* start TEXT BLOCK *
Presumably that means in-product is fine, and it sounds like that's a preferable approach?
Flags: needinfo?(dbaron)
David, the value from comment #14 of 000000001e000000 along with the values of Identifier and VendorIdentifier?

Ben, heads up about the values being requested. Would the following work for you for %SYSTEM_CAPABILITIES%? Strings are surrounded by parenthesis.

/SSE3 000000001e000000 (GenuineIntel) (Intel64 Family 6 Model 60 Stepping 3)/
Flags: needinfo?(dbaron)
Flags: needinfo?(bhearsum)
(In reply to Robert Strong [:rstrong] (use needinfo to contact me) from comment #21)
> David, the value from comment #14 of 000000001e000000 along with the values
> of Identifier and VendorIdentifier?

Yes.  Although it's possible we want to report the bytes in a different order, since such a value is usually described as 0x1e.

> Ben, heads up about the values being requested. Would the following work for
> you for %SYSTEM_CAPABILITIES%? Strings are surrounded by parenthesis.
> 
> /SSE3 000000001e000000 (GenuineIntel) (Intel64 Family 6 Model 60 Stepping 3)/

Note that the condition we'd be testing on would be a string-match on the parenthesized parts and a numeric <= match on the 0x1e.  (Though if needed we could just list out the 10 or so possibilities of the microcode version.)
Flags: needinfo?(dbaron)
A little more detail on the microcode version number.  The  Intel® 64 and IA-32 Architectures Software Developer’s Manual Volume 2A: Instruction Set Reference's definition of the CPUID instruction says:

For processors that support the microcode update facility, the IA32_BIOS_SIGN_ID
MSR is loaded with the update signature whenever CPUID executes. The signature is
returned in the upper DWORD. For details, see Chapter 9 in the Intel® 64 and IA-32
Architectures Software Developer’s Manual, Volume 3A.

So it's possible we'd want to report only the latter 32-bits of that 64-bit value, but treating it as a little-endian number.
OK, then %SYSTEM_CAPABILITIES% would look similar to
/SSE3 0x1e (GenuineIntel) (Intel64 Family 6 Model 60 Stepping 3)/

Ben, if you'd like different delimiters or a change in the ordering let me know.
Also, we'll do something similar as was done for SSE2 and above... if there is an error the value will be "error" and unknown if the binary value isn't set in the registry. Same thing for the strings.
(In reply to David Baron :dbaron: ⌚️UTC-7 from comment #20)
>...
> Presumably that means in-product is fine, and it sounds like that's a
> preferable approach?
The success rate of pushing add-ons to clients is being investigated since it appears to be rather low so in product is preferable at this time.
Posted patch patch in progress (obsolete) — Splinter Review
Assignee: nobody → robert.strong.bugs
Status: NEW → ASSIGNED
Note: the patch needs more error handling which I will add later.
(In reply to David Baron :dbaron: ⌚️UTC-7 from comment #22)
* end TEXT BLOCK *
*WRITTEN REQUEST 1*.
Output the part of the bug discussion from "Posted patch patch" to "will add later.", copied word for word.
The bug discussion above has no connection to the records that come next.
* start PROVIDED ENTRIES *
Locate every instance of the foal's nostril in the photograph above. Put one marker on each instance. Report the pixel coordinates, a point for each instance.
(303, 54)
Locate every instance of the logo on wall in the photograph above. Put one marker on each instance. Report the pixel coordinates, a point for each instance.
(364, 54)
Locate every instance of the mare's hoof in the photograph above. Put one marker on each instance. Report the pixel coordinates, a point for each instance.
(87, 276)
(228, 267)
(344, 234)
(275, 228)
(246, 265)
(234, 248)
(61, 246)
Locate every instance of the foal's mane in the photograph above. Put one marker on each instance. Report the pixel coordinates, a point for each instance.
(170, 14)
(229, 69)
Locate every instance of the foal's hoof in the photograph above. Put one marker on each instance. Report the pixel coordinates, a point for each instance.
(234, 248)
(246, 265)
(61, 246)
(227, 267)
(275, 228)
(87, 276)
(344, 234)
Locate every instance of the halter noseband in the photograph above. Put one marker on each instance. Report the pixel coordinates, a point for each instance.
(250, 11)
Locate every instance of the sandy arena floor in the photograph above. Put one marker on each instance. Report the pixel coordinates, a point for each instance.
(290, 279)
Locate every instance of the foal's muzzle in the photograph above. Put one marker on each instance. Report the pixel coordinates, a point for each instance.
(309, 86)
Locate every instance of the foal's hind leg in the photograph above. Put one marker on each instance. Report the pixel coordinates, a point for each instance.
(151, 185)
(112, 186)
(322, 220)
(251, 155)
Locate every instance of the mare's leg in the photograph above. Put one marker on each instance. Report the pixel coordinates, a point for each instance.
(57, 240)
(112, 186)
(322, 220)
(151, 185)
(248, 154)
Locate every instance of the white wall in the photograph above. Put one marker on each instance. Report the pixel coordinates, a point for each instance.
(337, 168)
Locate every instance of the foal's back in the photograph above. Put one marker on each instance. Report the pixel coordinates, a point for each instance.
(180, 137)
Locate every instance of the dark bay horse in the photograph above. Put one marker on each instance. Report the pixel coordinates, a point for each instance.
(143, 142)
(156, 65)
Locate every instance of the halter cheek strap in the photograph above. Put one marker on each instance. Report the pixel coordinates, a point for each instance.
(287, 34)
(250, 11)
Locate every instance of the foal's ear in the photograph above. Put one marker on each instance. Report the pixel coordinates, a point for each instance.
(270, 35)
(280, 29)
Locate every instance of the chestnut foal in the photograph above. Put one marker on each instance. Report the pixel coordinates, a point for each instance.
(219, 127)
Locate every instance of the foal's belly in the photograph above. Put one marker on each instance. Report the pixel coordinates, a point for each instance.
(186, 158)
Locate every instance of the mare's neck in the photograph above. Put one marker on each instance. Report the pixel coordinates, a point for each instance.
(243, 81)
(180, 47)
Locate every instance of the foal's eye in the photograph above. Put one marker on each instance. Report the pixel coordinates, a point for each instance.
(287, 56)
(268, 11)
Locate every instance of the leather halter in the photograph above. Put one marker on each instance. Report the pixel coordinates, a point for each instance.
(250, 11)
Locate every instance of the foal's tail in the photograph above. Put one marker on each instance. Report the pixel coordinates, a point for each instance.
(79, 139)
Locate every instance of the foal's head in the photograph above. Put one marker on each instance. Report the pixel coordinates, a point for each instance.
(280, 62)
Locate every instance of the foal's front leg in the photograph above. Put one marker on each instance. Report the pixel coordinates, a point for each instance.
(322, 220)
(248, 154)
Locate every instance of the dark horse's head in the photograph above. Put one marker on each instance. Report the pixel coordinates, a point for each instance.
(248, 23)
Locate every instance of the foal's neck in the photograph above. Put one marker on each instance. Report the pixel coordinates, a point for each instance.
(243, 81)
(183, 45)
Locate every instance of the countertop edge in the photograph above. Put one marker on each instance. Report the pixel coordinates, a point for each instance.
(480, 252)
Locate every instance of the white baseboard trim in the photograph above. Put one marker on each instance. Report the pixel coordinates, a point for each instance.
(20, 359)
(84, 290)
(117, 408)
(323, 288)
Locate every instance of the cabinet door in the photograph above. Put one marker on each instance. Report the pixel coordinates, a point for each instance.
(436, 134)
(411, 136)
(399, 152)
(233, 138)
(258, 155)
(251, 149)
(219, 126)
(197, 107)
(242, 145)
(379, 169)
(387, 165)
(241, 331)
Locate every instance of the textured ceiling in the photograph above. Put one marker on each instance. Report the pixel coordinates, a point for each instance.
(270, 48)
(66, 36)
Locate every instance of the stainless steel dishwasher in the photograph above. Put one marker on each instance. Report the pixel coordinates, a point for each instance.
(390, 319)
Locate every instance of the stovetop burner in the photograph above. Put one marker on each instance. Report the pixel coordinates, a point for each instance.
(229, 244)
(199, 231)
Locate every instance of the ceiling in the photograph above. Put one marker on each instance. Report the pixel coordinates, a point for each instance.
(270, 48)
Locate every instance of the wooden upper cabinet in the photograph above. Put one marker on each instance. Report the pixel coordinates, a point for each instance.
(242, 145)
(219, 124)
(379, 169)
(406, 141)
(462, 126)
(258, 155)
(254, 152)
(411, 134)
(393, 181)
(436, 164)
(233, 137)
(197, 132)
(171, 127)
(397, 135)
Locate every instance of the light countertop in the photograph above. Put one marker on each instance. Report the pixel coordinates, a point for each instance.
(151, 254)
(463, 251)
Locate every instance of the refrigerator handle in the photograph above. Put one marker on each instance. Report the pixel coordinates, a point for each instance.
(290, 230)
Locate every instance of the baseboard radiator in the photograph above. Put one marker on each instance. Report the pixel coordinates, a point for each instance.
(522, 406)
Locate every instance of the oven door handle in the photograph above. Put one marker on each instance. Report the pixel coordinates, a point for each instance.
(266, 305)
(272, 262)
* end PROVIDED ENTRIES *
*WRITTEN REQUEST 2*.
Filter the records down to every line containing the string "head".

*EXPECTED ANSWER 1*.
Posted patch patch in progress (obsolete) — Splinter Review
Assignee: nobody → robert.strong.bugs
Status: NEW → ASSIGNED
Note: the patch needs more error handling which I will add later.

*EXPECTED ANSWER 2*.
Locate every instance of the foal's head in the photograph above. Put one marker on each instance. Report the pixel coordinates, a point for each instance.
Locate every instance of the dark horse's head in the photograph above. Put one marker on each instance. Report the pixel coordinates, a point for each instance.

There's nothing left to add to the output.